> **EXERCISE**: Copy out the entries that follow. Leave none out.

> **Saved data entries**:
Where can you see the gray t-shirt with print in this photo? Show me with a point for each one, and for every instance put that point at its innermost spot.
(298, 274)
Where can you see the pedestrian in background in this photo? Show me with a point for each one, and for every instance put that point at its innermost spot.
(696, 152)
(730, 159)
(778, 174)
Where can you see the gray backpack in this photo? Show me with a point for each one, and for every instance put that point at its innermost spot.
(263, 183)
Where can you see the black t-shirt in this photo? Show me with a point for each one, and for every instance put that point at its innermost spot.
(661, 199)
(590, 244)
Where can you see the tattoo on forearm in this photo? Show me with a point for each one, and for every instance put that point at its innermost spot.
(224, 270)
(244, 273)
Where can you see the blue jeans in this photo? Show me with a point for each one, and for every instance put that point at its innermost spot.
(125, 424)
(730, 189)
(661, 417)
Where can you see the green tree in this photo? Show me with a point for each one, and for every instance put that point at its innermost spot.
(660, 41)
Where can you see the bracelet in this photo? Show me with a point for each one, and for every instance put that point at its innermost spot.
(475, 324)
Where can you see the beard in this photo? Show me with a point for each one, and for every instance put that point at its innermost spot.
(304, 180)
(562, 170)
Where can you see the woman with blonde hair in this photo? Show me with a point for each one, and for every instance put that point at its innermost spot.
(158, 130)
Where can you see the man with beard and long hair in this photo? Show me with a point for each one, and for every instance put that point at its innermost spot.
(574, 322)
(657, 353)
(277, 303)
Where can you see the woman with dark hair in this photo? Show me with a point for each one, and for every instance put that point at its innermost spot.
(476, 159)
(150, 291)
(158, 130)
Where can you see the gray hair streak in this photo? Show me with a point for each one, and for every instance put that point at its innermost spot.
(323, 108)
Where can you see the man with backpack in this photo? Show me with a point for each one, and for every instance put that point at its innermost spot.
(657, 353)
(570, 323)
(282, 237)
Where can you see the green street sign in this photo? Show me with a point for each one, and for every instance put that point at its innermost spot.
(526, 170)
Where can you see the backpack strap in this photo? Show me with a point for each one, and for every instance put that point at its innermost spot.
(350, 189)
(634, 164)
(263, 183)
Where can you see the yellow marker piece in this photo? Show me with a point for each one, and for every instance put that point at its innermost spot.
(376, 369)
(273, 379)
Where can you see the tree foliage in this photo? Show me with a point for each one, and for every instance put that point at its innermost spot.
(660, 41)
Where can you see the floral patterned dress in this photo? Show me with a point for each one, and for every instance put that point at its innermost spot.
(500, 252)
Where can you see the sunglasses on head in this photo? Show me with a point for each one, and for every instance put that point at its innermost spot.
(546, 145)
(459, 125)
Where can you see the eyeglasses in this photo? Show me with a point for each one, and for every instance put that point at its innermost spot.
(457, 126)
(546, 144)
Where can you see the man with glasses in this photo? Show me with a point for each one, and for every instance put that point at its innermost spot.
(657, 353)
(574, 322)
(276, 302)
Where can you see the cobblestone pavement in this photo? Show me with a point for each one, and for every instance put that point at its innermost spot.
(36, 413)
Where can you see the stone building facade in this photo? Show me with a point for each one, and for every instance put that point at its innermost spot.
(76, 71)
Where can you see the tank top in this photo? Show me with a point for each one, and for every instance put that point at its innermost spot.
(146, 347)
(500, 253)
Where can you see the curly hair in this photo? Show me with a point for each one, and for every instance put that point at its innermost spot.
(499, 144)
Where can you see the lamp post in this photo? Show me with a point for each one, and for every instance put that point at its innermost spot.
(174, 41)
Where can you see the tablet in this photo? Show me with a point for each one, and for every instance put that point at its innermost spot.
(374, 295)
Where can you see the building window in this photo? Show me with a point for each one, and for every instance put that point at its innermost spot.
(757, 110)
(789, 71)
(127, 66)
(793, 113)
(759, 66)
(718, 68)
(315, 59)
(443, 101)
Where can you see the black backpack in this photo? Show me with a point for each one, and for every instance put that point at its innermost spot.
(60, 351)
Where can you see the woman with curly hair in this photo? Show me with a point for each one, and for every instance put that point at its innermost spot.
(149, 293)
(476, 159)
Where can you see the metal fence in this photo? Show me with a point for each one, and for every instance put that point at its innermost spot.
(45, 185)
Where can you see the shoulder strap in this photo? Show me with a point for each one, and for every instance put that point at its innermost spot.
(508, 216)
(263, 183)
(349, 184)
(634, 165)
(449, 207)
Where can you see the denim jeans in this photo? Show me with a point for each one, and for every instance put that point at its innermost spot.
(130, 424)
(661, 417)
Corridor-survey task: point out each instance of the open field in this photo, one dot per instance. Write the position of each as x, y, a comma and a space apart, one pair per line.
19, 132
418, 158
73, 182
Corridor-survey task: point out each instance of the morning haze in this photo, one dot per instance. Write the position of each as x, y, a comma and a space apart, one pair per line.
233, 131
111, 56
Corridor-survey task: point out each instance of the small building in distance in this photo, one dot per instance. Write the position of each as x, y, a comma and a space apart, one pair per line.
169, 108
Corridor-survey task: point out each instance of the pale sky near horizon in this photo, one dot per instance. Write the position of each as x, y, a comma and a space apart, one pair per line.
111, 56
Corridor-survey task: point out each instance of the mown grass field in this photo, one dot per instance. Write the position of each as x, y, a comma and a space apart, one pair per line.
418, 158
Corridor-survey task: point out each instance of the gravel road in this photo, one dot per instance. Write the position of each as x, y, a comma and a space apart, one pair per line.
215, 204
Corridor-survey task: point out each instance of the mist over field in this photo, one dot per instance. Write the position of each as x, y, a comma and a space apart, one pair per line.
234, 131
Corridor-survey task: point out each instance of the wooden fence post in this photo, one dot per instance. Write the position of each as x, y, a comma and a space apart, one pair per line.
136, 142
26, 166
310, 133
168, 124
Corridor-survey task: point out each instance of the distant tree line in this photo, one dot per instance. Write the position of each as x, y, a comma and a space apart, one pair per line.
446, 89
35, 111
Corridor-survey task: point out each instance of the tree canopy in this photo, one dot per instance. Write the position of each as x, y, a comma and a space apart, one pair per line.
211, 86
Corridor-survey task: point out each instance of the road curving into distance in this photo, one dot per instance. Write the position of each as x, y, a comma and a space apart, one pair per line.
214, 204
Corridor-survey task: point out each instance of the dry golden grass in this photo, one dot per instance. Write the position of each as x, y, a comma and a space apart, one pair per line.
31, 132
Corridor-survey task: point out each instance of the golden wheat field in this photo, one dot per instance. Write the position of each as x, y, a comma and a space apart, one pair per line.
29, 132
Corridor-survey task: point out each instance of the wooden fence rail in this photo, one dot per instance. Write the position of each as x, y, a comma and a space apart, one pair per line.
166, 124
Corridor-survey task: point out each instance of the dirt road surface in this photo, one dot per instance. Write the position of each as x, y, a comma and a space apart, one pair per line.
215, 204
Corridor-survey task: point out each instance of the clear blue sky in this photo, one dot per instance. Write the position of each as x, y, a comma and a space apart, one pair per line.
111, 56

> **TASK OUTPUT**:
Where can you see the gray t-shirt with print in this photo? Show me with a point for each one, and for every instance put that point at its innermost spot.
(298, 274)
Where can you see the pedestrian in background in this photo? Show me with a point for each one, and for every instance put that point at its innermost spot.
(696, 152)
(730, 159)
(778, 174)
Where can you see the gray backpack in this photo? Show me with a point for each one, and for every instance put that point at its innermost spot.
(263, 183)
Where can you see the black t-shirt in this photo? Show me with a point for each one, and for every instance put that point at its innermost spot.
(661, 199)
(590, 244)
Where can you see the tattoo on forearm in this photo? Show me with a point for each one, and for every instance put that point at its innermost spot.
(224, 270)
(244, 273)
Where can you see the blue jeans in this photo? Show me with a point for each one, and for every instance put that point at its innermost spot.
(125, 424)
(730, 189)
(661, 417)
Where can you see the green tree in this photo? Show me with a point for each one, and for every instance put that point at its innermost spot.
(660, 41)
Where can you see the bracelet in this photo? Show me with a point for each one, and for every instance put that point at its innermost spot.
(475, 324)
Where can you see the beard in this photo? Show me with a point for each one, and for every instance put that point at its innermost spot.
(304, 180)
(562, 170)
Where can you see the woman with blonde hair in this photo? Show me with a point for each one, and for every instance put that point at its innermost spot.
(158, 130)
Where can you see the man with beard and long hair in this photo? Show me with a point for each one, and for every instance put that point at its innermost spot.
(574, 322)
(657, 353)
(277, 303)
Where can you see the woman with dark hair in this photo? Show me with a point for each one, and for every instance put that point at its innermost spot.
(476, 159)
(150, 291)
(158, 130)
Where can you see the gray hair streak in this photo? Show me with a point for each one, and for every instance put that point at its innermost spot.
(323, 108)
Where can you see the man with backpack in this photo? Show me with a point for each one, and for every instance put that point at its innermost spot.
(657, 353)
(570, 323)
(282, 237)
Where can you see the green street sign in this photo? Show me with a point for each one, and for every instance put that point at its innermost spot.
(526, 170)
Where can you see the backpack strap in this photo? Show me with a point for each one, and for every instance put that point at its innermost spot.
(350, 189)
(634, 164)
(263, 183)
Where can you see the yellow marker piece in this photo? Show me with a point for each one, and for every instance put that point at its innermost spot.
(376, 369)
(273, 379)
Where can you see the tree foliage in this photo? Show me with a point for each one, and for every instance put that point at its innermost spot.
(660, 41)
Where can you see the floral patterned dress in this photo? Show me with a point for each one, and for every instance put that point at its innermost spot.
(500, 252)
Where can you see the sunglasses on head in this photo? Show me with a point for each one, and for every instance put that point at its innermost spot.
(546, 145)
(459, 125)
Where can you see the eyeglasses in this photo? Show me with a point for each one, and for every instance put that point at its innermost spot.
(457, 126)
(546, 144)
Where can you see the man with glasses in this photo? Show me with a point for each one, and for every instance put that point at its innermost spot.
(657, 353)
(574, 322)
(276, 302)
Where can you see the cobblestone pavement in this photo? Show me with a point for each one, and for every instance put that point at its innermost spot.
(36, 413)
Where can you see the stone building facade in this photo? Show me with a point for each one, and for every instance put that point at its innermost spot.
(76, 71)
Where can you see the tank top in this photo? Show me with a point for each one, and for every instance put that point at its innermost spot.
(146, 347)
(500, 253)
Where can you see the curly hair in this photo? Show me with a point for each one, and for every instance put that point at its innermost spot.
(499, 144)
Where can you see the lamp post in this photo? Show me with a point for each one, and for every instance put that point at its innermost spot.
(174, 41)
Where can you see the tablet in this photo? Show me with a point for each one, and for every instance put that point at its innermost spot.
(374, 295)
Where can you see the building window in this photo? Show me with a point for each one, and for every instance put that point at its innermost spot.
(757, 110)
(789, 71)
(127, 66)
(793, 113)
(759, 66)
(718, 68)
(315, 59)
(443, 101)
Where can you see the black backpack in this photo? Show me with a point for each one, and for every instance put that point at its innermost spot.
(60, 351)
Where can you see the woman with curly hair in this photo? Show me with a point for each one, and for every instance put that point at its innermost spot.
(149, 293)
(476, 159)
Where can you see the metal fence in this photo? Show me with a point for each one, and for every instance put that point at its innermost spot.
(45, 185)
Where can you see the shoulder strap in this photo? Show me with a point for each one, and for every instance put that point at its innermost spot.
(508, 216)
(263, 183)
(349, 184)
(634, 165)
(449, 207)
Where can you see the denim jeans in this photo? Show me with a point for each one, and for every instance put that point at its innermost spot.
(130, 424)
(661, 417)
Corridor-survey task: point out each instance of the open field in this photo, one dot per instance. Write the position of each as x, y, a comma and a space apart, one pair per line.
19, 132
418, 158
73, 182
Corridor-survey task: point out each instance of the morning haze in this photo, one dot per instance. Write the position of each as x, y, a comma and a space apart, one pair per line.
233, 131
111, 56
Corridor-survey task: point out each instance of the small building in distance in this photo, one dot per instance. Write the position of each as x, y, a comma and a space apart, one pair per line.
169, 108
Corridor-survey task: point out each instance of the pale sky near horizon in this photo, one dot per instance. Write the position of each as x, y, a comma and a space apart, one pair per line.
111, 56
Corridor-survey task: point out each instance of the mown grass field in this photo, one dot per instance. Write the position of each as x, y, a comma and a space apart, one pair per line.
418, 158
Corridor-survey task: point out each instance of the gravel road in this photo, one dot per instance. Write the position of each as x, y, a comma and a space apart, one pair per line.
215, 204
Corridor-survey task: point out each instance of the mist over field in this photo, one dot per instance. Write the position of each as x, y, a comma and a space apart, one pair per line.
234, 131
Corridor-survey task: point out each instance of the wooden fence post in this photo, one dot per instance. Write the position of each as x, y, a comma and a space apart, one pair per line.
136, 142
26, 166
310, 133
168, 124
Corridor-survey task: point out each instance of the distant tree line in this photo, one dot per instance. Write the position of each as x, y, a comma and a space apart, one pair per line.
446, 89
35, 111
Corridor-survey task: point out each instance of the tree canopy in this photo, one dot per instance. Write the position of each as x, y, a comma and a space apart, one pair per line.
211, 86
Corridor-survey task: point out each instance of the road curving into distance in this photo, one dot per instance. Write the position of each as x, y, a comma and a space apart, one pair per line.
214, 204
Corridor-survey task: point out each instance of the dry golden grass in this photo, one dot per instance. Write the position of each as x, y, a comma and a space apart, one pair per line.
31, 132
Corridor-survey task: point out each instance of the golden wheat field in this photo, one dot per instance. Write the position of each as x, y, a comma and a space apart, one pair per line.
29, 132
Corridor-survey task: point out each instance of the wooden fence rail in this photo, one dot per instance. Write the position of each as x, y, a comma and a space apart, one pair per line.
166, 124
Corridor-survey task: point out each instance of the dirt road surface in this photo, one dot per instance. Write the position of each as x, y, a comma and a space apart, one pair per line.
215, 204
Corridor-survey task: point out each instance of the clear blue sky in this photo, one dot per instance. Write the position of each as x, y, a comma and a space apart, one pair per line.
111, 56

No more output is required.